* [Instructions for the task]: Rewrite each of the records below as a JSON list of strings, with one string per line and blank lines left out.

Pointing records
>> BEGIN

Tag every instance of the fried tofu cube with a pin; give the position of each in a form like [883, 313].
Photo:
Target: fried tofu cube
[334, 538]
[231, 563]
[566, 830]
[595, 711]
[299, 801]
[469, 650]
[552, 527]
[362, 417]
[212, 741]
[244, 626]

>> END

* [Written response]:
[
  "Tag every instance of the fried tofu cube with a pin; give the position of each in a form like [883, 313].",
  "Photo:",
  "Target: fried tofu cube",
  "[334, 538]",
  "[231, 563]",
  "[566, 830]",
  "[595, 711]",
  "[299, 801]",
  "[469, 650]",
  "[552, 527]",
  "[362, 417]",
  "[212, 741]",
  "[244, 626]"
]